PAGE TEXT |
Contactless payments are revolutionizing the health sector
With the increasing ownership of mobile devices, the health sector has also started searching for ways to effectively maximize the technology in offering the best medical services to the public. In a survey featured by Mobile Health News, 69 percent of medical providers leverage mobile devices to view patient information, while 36 percent use mobile technologies to collect health data at their bedside.
However, it’s the medical billing and payments that are poised to explode this year for three reasons:
1. Multiple and efficient payment options.
2. Healthcare bills are made simpler.
3. Providers and patients are aligned and more connected.
Today’s payment options
In information shared by Worldpay, they state there are 4 popular card terminals leveraged by businesses and government agencies today: countertop, portable, mobile, and contactless.
However, the contactless card machines are considered the most effective method to speed up queues and reduce transaction times, as payers only need to tap or hover their card or applicable mobile devices to make/receive the payment. Mobile payment solutions are gaining traction, as patients seek more accessible billing and payment options.

DATASET EXTRACT |
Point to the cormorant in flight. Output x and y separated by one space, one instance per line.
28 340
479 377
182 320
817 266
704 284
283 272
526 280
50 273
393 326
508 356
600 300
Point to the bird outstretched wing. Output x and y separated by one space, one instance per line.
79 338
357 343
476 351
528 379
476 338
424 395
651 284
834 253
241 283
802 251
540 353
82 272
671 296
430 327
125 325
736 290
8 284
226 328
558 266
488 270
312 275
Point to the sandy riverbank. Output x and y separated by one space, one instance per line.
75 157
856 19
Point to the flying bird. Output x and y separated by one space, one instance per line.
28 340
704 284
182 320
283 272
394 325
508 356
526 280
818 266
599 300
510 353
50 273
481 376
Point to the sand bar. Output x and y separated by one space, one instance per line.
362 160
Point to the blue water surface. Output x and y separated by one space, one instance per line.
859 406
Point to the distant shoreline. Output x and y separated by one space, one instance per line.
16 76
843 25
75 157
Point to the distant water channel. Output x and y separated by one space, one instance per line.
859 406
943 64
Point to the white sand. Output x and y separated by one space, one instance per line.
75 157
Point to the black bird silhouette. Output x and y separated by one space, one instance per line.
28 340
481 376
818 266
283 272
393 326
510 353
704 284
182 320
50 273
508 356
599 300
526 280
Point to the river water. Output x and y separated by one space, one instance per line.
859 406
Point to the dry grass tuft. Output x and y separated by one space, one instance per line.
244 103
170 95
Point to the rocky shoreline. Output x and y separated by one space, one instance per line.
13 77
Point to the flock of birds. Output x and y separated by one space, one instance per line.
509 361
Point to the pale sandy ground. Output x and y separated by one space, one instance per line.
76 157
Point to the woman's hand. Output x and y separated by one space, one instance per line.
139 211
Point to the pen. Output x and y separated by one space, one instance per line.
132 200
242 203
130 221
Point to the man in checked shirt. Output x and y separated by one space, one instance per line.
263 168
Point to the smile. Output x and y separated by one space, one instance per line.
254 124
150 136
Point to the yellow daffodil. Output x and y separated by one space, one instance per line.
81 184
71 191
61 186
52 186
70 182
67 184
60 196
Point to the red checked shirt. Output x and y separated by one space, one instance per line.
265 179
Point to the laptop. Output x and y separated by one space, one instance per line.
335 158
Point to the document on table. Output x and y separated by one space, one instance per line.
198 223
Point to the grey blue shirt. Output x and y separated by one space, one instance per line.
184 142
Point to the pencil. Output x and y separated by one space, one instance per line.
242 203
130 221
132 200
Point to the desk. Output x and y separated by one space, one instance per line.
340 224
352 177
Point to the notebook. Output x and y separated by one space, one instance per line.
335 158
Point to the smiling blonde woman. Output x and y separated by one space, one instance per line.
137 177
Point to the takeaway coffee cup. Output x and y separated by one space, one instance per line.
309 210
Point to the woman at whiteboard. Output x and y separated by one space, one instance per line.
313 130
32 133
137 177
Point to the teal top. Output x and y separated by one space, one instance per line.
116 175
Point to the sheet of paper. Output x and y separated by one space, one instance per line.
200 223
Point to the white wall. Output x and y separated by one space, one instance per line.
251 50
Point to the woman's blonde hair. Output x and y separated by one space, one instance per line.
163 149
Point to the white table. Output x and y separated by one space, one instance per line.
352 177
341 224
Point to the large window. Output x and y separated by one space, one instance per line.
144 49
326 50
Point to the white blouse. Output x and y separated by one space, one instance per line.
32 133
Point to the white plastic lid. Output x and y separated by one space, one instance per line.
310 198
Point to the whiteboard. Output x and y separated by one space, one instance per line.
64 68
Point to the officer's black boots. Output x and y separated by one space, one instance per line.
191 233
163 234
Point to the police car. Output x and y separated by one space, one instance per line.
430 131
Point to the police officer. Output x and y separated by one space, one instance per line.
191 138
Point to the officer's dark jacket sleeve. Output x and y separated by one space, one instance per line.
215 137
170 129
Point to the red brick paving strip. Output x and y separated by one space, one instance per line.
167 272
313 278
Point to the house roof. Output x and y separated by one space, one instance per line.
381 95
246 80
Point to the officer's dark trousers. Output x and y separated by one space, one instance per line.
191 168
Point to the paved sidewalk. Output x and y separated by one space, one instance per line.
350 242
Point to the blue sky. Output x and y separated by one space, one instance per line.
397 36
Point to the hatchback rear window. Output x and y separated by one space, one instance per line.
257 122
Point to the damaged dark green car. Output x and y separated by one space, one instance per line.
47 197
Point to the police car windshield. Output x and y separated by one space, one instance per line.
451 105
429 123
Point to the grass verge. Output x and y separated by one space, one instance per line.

EXERCISE INSTRUCTIONS |
[1] Summarize the article on contactless payments in health care in two sentences.
[2] Write the next part of the article on contactless payments in health care, picking up after its last sentence.

EXERCISE RESPONSES |
[1] As mobile device ownership grows, health providers are using the technology to view patient information and collect health data, and medical billing and payments are poised to expand because of more efficient payment options, simpler bills, and closer connection between providers and patients. Of the four popular card terminals (countertop, portable, mobile, and contactless), contactless machines are considered the most effective at shortening queues and transaction times, while mobile payment solutions are gaining traction as patients seek more accessible billing.

[2]
“Patients are beginning to expect the same level of convenience in paying their medical bills as they do for most of their other bills,” said Laurie Hurwitz, executive director of Gundersen Health System in a post by Healthcare Finance.
Hurwitz added, “Mobile payments allow patients to self manage their balances either by paying in full or setting up and managing payment plans. That also pays off for health systems, by enabling a facility to cut the number of revenue cycle staff necessary to answer calls and shift those staff up in the cycle to offer things like more financial counselling, clearance and estimates.”
Data privacy a concern
Security remains one of the top concerns of health institutions and departments worldwide before completely embracing the technology. Digital crime is still ongoing worldwide, where hackers are able to have access mobile data and cloud data services. France-based data protection authority Commission Nationale de l’information et des Liberties (CNIL) has been investigating the data privacy in contactless payments and digital health.
“In the UK, the information commissioner has said that companies that breach industry standards on payment card data security (PCI DSS) can be said to be in breach of UK data protection laws. An outcome of the CNIL review into contactless payments might be some equally clear warnings for the retail sector in France,” said Annabelle Richard of Pinsent Masons in the post by the Out-Law.com.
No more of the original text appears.